THE RECORDS:
▼

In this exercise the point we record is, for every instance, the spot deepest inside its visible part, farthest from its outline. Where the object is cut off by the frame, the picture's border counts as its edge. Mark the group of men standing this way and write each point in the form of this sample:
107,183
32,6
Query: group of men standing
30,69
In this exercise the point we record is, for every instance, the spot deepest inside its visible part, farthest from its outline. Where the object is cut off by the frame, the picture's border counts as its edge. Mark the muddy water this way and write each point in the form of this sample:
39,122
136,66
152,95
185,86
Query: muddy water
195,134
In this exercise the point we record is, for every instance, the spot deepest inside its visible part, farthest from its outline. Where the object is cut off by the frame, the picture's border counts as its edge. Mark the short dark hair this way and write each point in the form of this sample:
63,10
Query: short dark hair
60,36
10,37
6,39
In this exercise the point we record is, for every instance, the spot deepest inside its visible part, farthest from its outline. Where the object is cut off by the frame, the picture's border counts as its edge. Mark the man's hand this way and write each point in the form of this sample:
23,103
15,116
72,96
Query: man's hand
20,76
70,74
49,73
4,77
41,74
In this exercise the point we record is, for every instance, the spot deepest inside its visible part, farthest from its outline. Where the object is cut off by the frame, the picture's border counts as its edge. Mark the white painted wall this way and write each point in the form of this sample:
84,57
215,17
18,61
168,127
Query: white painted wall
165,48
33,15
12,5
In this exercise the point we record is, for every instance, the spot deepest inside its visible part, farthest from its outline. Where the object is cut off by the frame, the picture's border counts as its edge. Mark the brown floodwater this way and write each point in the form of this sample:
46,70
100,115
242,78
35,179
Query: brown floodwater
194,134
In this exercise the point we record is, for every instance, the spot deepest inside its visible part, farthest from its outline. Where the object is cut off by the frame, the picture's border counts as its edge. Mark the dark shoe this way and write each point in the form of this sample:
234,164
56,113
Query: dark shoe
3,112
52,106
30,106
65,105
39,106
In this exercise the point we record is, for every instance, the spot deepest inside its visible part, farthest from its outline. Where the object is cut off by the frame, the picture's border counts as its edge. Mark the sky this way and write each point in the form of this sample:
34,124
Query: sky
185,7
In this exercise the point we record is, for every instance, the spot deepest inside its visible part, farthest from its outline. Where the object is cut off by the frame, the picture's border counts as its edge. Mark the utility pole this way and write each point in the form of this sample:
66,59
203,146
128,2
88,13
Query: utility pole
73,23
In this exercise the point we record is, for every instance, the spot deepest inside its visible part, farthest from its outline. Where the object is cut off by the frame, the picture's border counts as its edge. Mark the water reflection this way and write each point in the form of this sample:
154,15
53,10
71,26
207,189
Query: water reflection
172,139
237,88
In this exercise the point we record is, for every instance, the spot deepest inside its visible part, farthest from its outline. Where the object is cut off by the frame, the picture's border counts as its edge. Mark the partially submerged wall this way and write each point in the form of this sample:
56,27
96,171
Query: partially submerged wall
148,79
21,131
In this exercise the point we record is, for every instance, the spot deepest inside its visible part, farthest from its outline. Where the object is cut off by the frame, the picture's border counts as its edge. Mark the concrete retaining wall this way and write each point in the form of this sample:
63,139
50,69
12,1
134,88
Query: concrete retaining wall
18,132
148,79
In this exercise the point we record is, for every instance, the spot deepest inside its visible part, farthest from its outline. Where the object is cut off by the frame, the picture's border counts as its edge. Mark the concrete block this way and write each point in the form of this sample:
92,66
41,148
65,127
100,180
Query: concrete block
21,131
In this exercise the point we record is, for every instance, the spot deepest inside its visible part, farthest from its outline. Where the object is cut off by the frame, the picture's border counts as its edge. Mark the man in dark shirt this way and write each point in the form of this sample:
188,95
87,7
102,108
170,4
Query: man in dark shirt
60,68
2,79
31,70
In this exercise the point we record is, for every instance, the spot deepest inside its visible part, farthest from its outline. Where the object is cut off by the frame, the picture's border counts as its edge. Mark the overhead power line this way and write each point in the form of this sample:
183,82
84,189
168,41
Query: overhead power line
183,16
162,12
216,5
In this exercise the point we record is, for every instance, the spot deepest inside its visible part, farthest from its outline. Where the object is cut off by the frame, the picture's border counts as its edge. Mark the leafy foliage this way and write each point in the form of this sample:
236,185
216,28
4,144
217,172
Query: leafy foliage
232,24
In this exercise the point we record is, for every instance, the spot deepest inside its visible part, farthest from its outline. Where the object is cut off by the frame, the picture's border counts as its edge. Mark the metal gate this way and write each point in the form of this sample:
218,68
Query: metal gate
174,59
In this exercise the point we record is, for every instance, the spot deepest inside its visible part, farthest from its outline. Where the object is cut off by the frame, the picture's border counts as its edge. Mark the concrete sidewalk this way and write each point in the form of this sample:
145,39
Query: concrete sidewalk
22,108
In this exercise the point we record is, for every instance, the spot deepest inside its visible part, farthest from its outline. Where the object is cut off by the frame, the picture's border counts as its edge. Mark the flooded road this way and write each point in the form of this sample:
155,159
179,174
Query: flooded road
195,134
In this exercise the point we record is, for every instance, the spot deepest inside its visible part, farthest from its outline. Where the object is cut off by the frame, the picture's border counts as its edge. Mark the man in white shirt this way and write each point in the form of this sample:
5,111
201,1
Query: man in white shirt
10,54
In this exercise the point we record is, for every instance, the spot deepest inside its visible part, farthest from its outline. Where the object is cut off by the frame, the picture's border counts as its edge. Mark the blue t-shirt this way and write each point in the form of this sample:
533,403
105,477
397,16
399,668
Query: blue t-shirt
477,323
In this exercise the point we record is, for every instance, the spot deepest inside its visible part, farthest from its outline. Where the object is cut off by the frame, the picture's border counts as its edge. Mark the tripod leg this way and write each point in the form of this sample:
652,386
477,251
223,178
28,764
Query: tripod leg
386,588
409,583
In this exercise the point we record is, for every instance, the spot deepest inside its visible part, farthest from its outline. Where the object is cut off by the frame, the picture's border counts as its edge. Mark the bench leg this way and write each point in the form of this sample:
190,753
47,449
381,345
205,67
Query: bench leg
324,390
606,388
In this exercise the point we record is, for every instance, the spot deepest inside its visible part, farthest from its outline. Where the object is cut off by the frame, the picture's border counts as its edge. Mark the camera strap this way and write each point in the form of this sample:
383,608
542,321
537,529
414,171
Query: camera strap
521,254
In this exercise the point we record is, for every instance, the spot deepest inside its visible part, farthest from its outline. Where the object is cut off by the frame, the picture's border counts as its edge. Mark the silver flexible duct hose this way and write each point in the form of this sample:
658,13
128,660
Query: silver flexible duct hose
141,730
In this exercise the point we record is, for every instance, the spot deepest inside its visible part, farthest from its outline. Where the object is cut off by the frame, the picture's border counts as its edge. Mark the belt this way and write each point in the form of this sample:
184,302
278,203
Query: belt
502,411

▲

THE REQUEST:
Reproduce the material above exactly; please quote every line of it.

COMPLETED EXERCISE:
In this exercise the point we record is, for every instance, the spot deepest inside its visible part, farthest from its outline. Where the object is cut off by the frame, the picture's border counts as its edge. Mark the group of men standing this way and write each point in the form of this sample:
107,183
32,6
Query: group of men standing
30,69
In this exercise the point we record is, for every instance, the spot deepest inside its visible part, farthest from its outline. Where the object is cut off by the frame, the picture's border counts as its edge. Mark the muddy water this way and write each point in the form of this sample:
39,122
136,66
152,95
185,86
Query: muddy water
195,134
In this exercise the point we record is, for every instance, the spot deepest inside its visible part, farthest from its outline. Where the object is cut off by the frame, the picture's border counts as its edge. Mark the short dark hair this way and write each point in the form of this sample:
63,10
Query: short dark hair
60,36
10,37
6,39
In this exercise the point we record is, for every instance, the spot deepest inside its visible part, farthest from its outline. Where the object is cut off by the frame, the picture's border counts as its edge. Mark the man's hand this way and write each point in the form of this sample:
23,103
15,116
72,96
Query: man's hand
20,76
70,74
49,73
4,77
41,74
In this exercise the point we record is, for every instance, the spot deepest inside its visible part, farthest from its outline. Where the object is cut off by the frame, the picture's border counts as its edge. Mark the white painted wall this way and write each point in the form of this sample:
84,57
215,17
18,61
168,127
Query: white painted wall
165,48
33,15
12,5
In this exercise the point we record is, for every instance, the spot deepest inside its visible part, farthest from its outline. Where the object is cut off by the frame, the picture's border counts as its edge. Mark the brown floodwater this way and write each point in the form of this sample:
46,70
100,115
242,78
35,179
Query: brown floodwater
194,134
In this exercise the point we record is, for every instance, the spot deepest inside its visible part, farthest from its outline. Where the object is cut off by the frame, the picture's border counts as its edge. Mark the dark shoe this way and write each point in the form of this sample:
234,164
56,113
Query: dark shoe
3,112
52,106
30,106
65,105
39,106
In this exercise the point we record is, for every instance, the spot deepest inside its visible part, farthest from its outline. Where the object is cut off by the frame, the picture's border counts as its edge. Mark the sky this way and write each point in the form of this sample:
34,124
Query: sky
185,7
In this exercise the point we record is, for every instance, the spot deepest inside its visible part, farthest from its outline. Where the object is cut off by the frame, the picture's border counts as its edge. Mark the utility pole this way and write each point in the form of this sample:
66,59
203,146
128,2
88,13
Query: utility pole
73,23
In this exercise the point we record is, for every instance, the spot deepest inside its visible part, farthest from its outline. Where the object is cut off by the frame, the picture's border counts as its edge. Mark the water reflection this way and write each point in the form of this sample:
154,15
53,10
71,26
207,189
Query: water reflection
172,139
237,88
In this exercise the point we record is, for every instance, the spot deepest inside its visible part, farthest from its outline. Where the object is cut off by the frame, the picture's border counts as its edge. Mark the partially submerged wall this way and write each point in the form of this sample:
56,27
96,171
Query: partially submerged wall
148,79
21,131
In this exercise the point we record is, for every instance, the spot deepest inside its visible part, farthest from its outline. Where the object is cut off by the frame, the picture's border counts as its edge. Mark the concrete retaining wall this way and write each point in the form of this sample:
63,139
50,69
12,1
134,88
Query: concrete retaining wall
18,132
148,79
In this exercise the point we record is, for every instance, the spot deepest inside its visible part, farthest from its outline. Where the object is cut off by the frame, the picture's border counts as its edge. Mark the concrete block this way and write each point in the form of this sample:
92,66
41,148
65,127
100,180
Query: concrete block
21,131
In this exercise the point we record is, for every instance, the spot deepest inside its visible part, farthest from its outline. Where the object is cut off by the frame, the picture's border counts as its edge. Mark the man in dark shirt this way and write each point in the form of this sample:
188,95
87,7
102,108
170,4
Query: man in dark shirt
60,68
2,79
31,70
In this exercise the point we record is, for every instance, the spot deepest inside its visible part, farthest from its outline. Where the object is cut off by the frame, the picture's border counts as its edge. Mark the overhead power line this way and write each point in the form of this sample:
183,82
84,189
168,41
Query: overhead power line
183,16
162,12
216,5
In this exercise the point we record is, for every instance, the spot deepest inside its visible part, farthest from its outline. Where the object is cut off by the frame, the picture's border counts as its edge. Mark the leafy foliage this way and write each point in the form of this sample:
236,185
216,28
4,144
217,172
Query: leafy foliage
232,24
In this exercise the point we record is, for every instance, the spot deepest inside its visible part, farthest from its outline. Where the object is cut off by the frame, the picture's border counts as its edge. Mark the metal gate this way and write each point in the form of this sample:
218,68
Query: metal gate
174,59
In this exercise the point we record is, for every instance, the spot deepest inside its visible part, farthest from its outline. Where the object is cut off by the frame, the picture's border counts as its edge. Mark the concrete sidewalk this way and write each point in the form of this sample:
145,39
Query: concrete sidewalk
22,108
In this exercise the point we record is, for every instance, the spot deepest inside its visible part, farthest from its outline. Where the object is cut off by the frame, the picture's border counts as its edge. Mark the flooded road this way and write each point in the form of this sample:
155,159
179,174
Query: flooded road
195,134
In this exercise the point we record is, for every instance, the spot deepest inside its visible part, farthest from its outline. Where the object is cut off by the frame, the picture's border counts as its edge. Mark the man in white shirt this way and write each point in the form of this sample:
5,111
201,1
Query: man in white shirt
10,54
In this exercise the point we record is, for every instance, the spot deepest inside its visible part, farthest from its outline. Where the object is cut off by the frame, the picture's border counts as its edge. Mark the blue t-shirt this way and write each point in the form of this sample:
533,403
105,477
397,16
399,668
Query: blue t-shirt
477,323
In this exercise the point we record is, for every instance, the spot deepest inside its visible part, farthest from its outline. Where the object is cut off by the frame, the picture's border counts as its edge. Mark the tripod leg this way and write each point in the form of this sample:
652,386
477,251
223,178
28,764
Query: tripod leg
386,588
409,583
In this exercise the point we record is, for every instance, the spot deepest inside its visible part, farthest from its outline. Where the object is cut off by the frame, the picture's border counts as its edge. Mark the bench leg this way and write each point in the form of this sample:
190,753
47,449
381,345
205,67
Query: bench leg
324,390
606,388
In this exercise the point we record is, for every instance, the spot deepest inside its visible part, farthest from its outline. Where the object is cut off by the frame, the picture's border counts as its edge. Mark the camera strap this way and write each point in the form of this sample:
383,608
542,321
537,529
414,171
Query: camera strap
521,254
In this exercise the point we record is, for every instance, the spot deepest inside its visible part, farthest from its outline. Where the object is cut off by the frame, the picture's border counts as its edge. Mark the silver flexible duct hose this way and write each point in the form of this sample:
658,13
128,660
Query: silver flexible duct hose
141,730
In this exercise the point we record is, for every instance, the spot deepest inside its visible part, farthest from its outline. Where the object is cut off by the frame, the picture's border counts as its edge. Mark the belt this way and write each point in the form of this sample:
184,302
278,203
Query: belt
502,411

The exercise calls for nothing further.